Copy the listing below word for word, beginning with the line containing "Screenshot QA — where is the black" and continuing through the end of the listing, and leave the pictures out of your copy.

+ + + + + + +

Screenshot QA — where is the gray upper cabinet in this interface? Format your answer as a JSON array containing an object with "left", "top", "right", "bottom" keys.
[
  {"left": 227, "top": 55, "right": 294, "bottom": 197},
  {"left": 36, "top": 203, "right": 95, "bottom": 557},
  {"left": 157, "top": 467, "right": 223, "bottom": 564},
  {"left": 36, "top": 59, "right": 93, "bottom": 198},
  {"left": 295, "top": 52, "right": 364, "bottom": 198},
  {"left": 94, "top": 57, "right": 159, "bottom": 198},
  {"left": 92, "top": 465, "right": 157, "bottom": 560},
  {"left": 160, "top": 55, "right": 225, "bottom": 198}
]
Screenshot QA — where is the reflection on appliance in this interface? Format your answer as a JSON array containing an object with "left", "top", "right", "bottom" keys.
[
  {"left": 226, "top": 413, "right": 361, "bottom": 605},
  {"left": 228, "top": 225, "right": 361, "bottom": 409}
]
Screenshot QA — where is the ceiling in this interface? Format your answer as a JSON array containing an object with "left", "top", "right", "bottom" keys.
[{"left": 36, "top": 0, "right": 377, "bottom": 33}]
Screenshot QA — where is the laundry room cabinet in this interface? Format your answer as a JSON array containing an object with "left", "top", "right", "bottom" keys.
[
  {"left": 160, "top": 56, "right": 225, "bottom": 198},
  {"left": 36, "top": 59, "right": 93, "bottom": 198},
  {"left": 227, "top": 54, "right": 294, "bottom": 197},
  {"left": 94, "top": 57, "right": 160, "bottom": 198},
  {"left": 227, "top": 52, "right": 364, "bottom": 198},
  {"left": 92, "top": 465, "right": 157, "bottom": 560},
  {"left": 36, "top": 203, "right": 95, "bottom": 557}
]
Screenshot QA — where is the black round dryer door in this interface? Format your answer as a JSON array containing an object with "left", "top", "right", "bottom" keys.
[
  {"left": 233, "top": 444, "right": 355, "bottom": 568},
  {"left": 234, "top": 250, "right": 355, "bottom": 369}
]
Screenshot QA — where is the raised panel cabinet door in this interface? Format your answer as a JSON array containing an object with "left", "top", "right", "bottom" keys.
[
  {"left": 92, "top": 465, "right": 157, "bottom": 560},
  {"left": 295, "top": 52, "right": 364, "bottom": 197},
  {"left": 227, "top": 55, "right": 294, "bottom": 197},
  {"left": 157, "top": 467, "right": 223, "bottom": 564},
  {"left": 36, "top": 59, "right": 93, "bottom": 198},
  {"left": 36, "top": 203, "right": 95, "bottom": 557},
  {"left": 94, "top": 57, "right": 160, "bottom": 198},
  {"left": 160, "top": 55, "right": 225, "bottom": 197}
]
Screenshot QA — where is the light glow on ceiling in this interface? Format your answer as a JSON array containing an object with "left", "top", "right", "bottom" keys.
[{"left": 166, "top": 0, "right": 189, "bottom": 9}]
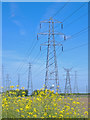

+ + + + + + +

### Correct result:
Screenshot QA — where is the black round dryer door in this interface? Format your answer as a JSON array containing an object with "left", "top", "right", "bottom" keys.
[
  {"left": 233, "top": 444, "right": 355, "bottom": 568},
  {"left": 234, "top": 250, "right": 355, "bottom": 369}
]
Screenshot QA — where is the raised panel cabinet door in this interface? Format your answer as a JSON array containing an object with "left", "top", "right", "bottom" keys.
[
  {"left": 92, "top": 465, "right": 157, "bottom": 560},
  {"left": 295, "top": 52, "right": 364, "bottom": 197},
  {"left": 227, "top": 55, "right": 294, "bottom": 197},
  {"left": 157, "top": 467, "right": 223, "bottom": 564},
  {"left": 36, "top": 59, "right": 93, "bottom": 198},
  {"left": 36, "top": 203, "right": 95, "bottom": 557},
  {"left": 94, "top": 57, "right": 160, "bottom": 198},
  {"left": 160, "top": 55, "right": 225, "bottom": 197}
]
Screenshot QA — where is the light glow on ceiling in this interface? Format your answer as a JSON array containing an object with "left", "top", "right", "bottom" keys.
[{"left": 166, "top": 0, "right": 189, "bottom": 9}]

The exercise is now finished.